A strip search for prescription drugs
But the justices said the search must not be "excessively intrusive in light of the student's age and sex and the nature of the infraction."
The current case stems from a strip search conducted in October 2003 at Safford Middle School in Safford, Ariz. The girl, Savana Redding, was suspected of bringing high-strength ibuprofen to school to share with other students during lunch.
One of Savana's friends identified her as the source of the prescription drugs, under questioning by the school's assistant principal, Kerry Wilson.
Mr. Wilson then questioned Savana. She denied any involvement or knowledge of the prescription drugs. Wilson searched her backpack and found nothing improper. The assistant principal then instructed a female staff member to take Savana to the school nurse's office.
Savana was told to undress. The staff member and the nurse watched the girl remove her shoes and socks, and then her shirt and pants. No pills were discovered in the shoes or clothing. Redding was instructed to "pull out her panties and bra and to move them to the side," according to the Reddings' brief. "This order forced Savana to expose her genital area and breasts to the school officials," the brief says. No pills were discovered.
"The school officials' viewing of Savana's naked body was the most humiliating experience of her life," Wolf says in his brief.
Throughout the confrontation, Savana, an honor roll student, was not permitted to call her mother, the brief says.
The school district's brief does not dispute any of the details of the search. It does add: "All of this was done without anyone touching Redding."
School officials say the strip search was justified in part because a year earlier a student had smuggled prescription pills into school and distributed them to classmates. One student had an adverse reaction and had to be airlifted 100 miles away to a Tucson hospital.
The Redding questioning and search was prompted after a male student went to Wilson, the assistant principal, to inform him that pills had been passed out to several students who were planning to take them during lunch hour. The student told Wilson he'd received the pill from Marissa Glines.
Wilson questioned Marissa and asked her to empty her pockets. She produced several pills, and said they had come from Savana.
School officials say the combination of factors provided enough evidence to justify the subsequent strip search of Savana. The Reddings' lawyers disagree.

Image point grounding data

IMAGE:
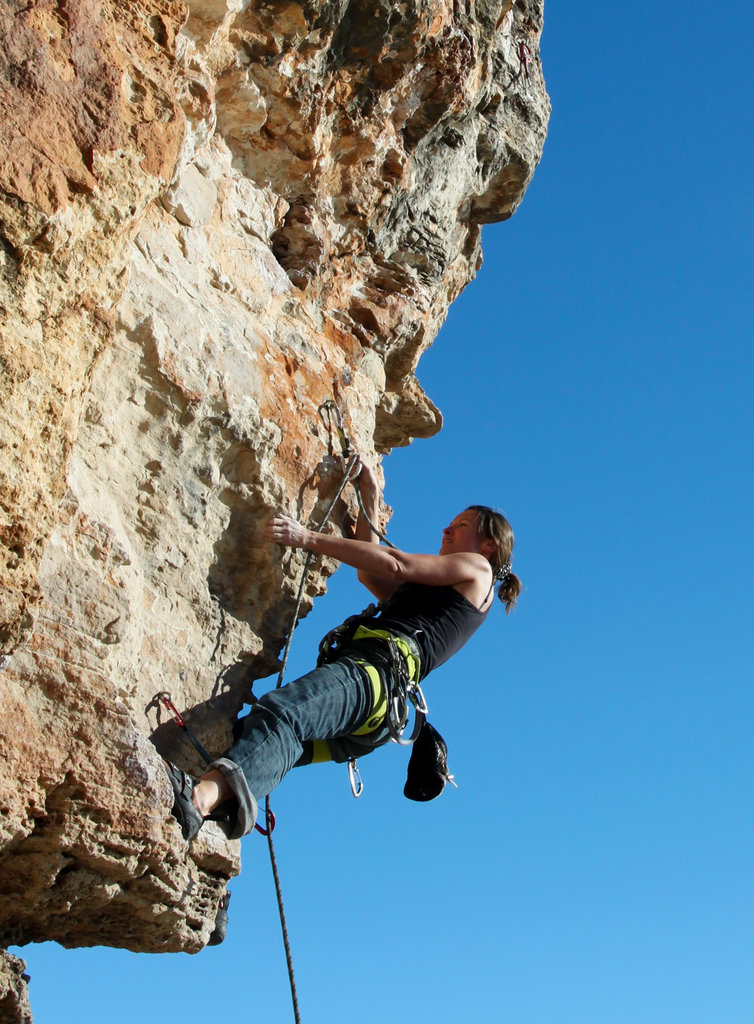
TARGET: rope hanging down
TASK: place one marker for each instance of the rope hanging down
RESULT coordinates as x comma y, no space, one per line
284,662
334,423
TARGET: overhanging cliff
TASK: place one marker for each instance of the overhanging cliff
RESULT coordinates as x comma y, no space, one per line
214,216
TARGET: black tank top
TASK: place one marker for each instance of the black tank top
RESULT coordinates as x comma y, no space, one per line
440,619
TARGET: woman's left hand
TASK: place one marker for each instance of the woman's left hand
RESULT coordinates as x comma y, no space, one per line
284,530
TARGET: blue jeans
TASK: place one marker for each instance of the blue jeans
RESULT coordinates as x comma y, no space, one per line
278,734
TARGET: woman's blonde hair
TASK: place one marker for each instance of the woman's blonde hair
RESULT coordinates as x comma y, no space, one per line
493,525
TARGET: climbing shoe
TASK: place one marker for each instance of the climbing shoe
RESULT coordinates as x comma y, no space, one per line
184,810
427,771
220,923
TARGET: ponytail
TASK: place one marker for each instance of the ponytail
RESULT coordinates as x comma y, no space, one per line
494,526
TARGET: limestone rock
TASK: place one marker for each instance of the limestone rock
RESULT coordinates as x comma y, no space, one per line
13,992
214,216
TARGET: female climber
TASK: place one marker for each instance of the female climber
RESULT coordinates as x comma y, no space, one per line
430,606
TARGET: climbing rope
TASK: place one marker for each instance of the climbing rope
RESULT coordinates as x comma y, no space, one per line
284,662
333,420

--

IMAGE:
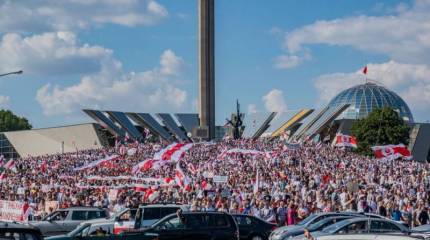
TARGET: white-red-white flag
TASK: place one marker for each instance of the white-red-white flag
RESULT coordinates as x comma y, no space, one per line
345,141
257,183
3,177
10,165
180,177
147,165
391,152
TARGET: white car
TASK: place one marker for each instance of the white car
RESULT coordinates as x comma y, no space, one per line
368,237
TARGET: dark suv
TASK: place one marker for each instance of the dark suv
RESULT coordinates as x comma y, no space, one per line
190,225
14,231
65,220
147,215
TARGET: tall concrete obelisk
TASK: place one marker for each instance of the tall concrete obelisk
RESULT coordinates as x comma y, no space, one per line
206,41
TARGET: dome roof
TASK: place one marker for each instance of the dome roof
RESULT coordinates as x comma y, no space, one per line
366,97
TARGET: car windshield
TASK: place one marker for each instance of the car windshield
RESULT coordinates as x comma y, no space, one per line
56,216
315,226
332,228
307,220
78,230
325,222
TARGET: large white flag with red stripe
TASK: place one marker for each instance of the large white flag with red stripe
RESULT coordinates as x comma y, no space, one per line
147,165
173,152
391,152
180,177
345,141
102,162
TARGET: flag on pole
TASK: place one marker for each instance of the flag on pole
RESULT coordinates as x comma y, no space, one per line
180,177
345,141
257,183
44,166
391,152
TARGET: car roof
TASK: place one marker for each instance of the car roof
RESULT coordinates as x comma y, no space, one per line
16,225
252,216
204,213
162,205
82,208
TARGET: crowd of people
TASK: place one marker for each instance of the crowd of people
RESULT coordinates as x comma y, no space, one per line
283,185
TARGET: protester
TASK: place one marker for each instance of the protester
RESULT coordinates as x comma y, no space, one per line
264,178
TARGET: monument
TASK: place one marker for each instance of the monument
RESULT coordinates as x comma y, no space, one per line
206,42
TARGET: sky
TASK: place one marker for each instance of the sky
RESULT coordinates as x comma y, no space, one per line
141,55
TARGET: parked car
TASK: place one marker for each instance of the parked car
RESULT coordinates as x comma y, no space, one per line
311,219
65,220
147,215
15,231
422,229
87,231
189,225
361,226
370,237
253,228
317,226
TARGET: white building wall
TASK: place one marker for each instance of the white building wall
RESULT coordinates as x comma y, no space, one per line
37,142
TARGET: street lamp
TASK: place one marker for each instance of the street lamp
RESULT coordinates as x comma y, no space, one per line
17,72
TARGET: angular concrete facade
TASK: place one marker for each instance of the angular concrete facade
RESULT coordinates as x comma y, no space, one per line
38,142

STUDY QUESTIONS:
1. Duplicate the passage from the article about the school strip search, starting at "A strip search for" and ending at "principal, Kerry Wilson.".
2. Do the following statements agree with the article about the school strip search? Answer yes or no for each, and quote the words from the article that decide it.
(a) The search took place at Safford Middle School in October 2003.
(b) Pills were found in Savana's backpack.
(c) The school district's brief disputes details of the search.
3. Take the article about the school strip search further, picking up after its last sentence.

OUTPUTS BY TASK:
1.
A strip search for prescription drugs
But the justices said the search must not be "excessively intrusive in light of the student's age and sex and the nature of the infraction."
The current case stems from a strip search conducted in October 2003 at Safford Middle School in Safford, Ariz. The girl, Savana Redding, was suspected of bringing high-strength ibuprofen to school to share with other students during lunch.
One of Savana's friends identified her as the source of the prescription drugs, under questioning by the school's assistant principal, Kerry Wilson.

2.
(a) Yes: "The current case stems from a strip search conducted in October 2003 at Safford Middle School in Safford, Ariz."
(b) No: "Wilson searched her backpack and found nothing improper."
(c) No: "The school district's brief does not dispute any of the details of the search."

3.
"Where the school is going wrong is that they don't seem to understand that searching a backpack is dramatically different than asking a student to take their clothes off," says Mr. Boyd.
Privacy vs. safety
The National School Boards Association and the American Association of School Administrators filed a friend of the court brief supporting the school officials.
"School officials should be afforded legal clarity and appropriate deference when making on-the-spot decisions that require the balancing of student privacy with the need to ensure a safe and orderly learning environment for all students," writes David Day in the National School Boards Association brief. He added that the courts should grant deference to the decisions of school officials who are charged with preserving the learning environment and protecting the safety of students.
In another friend of the court brief, Raymond Brescia, a professor at Albany Law School, examined the historical record of student search cases. "Given our historical traditions of treatment of students in school, this is way beyond the pale. Such a strip search never would have been conceivable in a one-room schoolhouse of 1835," he says.
He added, "There are no reported cases out there of a teacher seeking these powers."
Boyd says school officials must be mindful of the potential impact of their actions on students. He cited specialists who say that for some children the experience of being strip-searched is similar to sexual abuse.
After the strip search incident, Savana Redding developed bleeding ulcers, says Boyd. "Savana has never returned to that school," he says. "She refused to go back."
A decision in the case is expected by late June.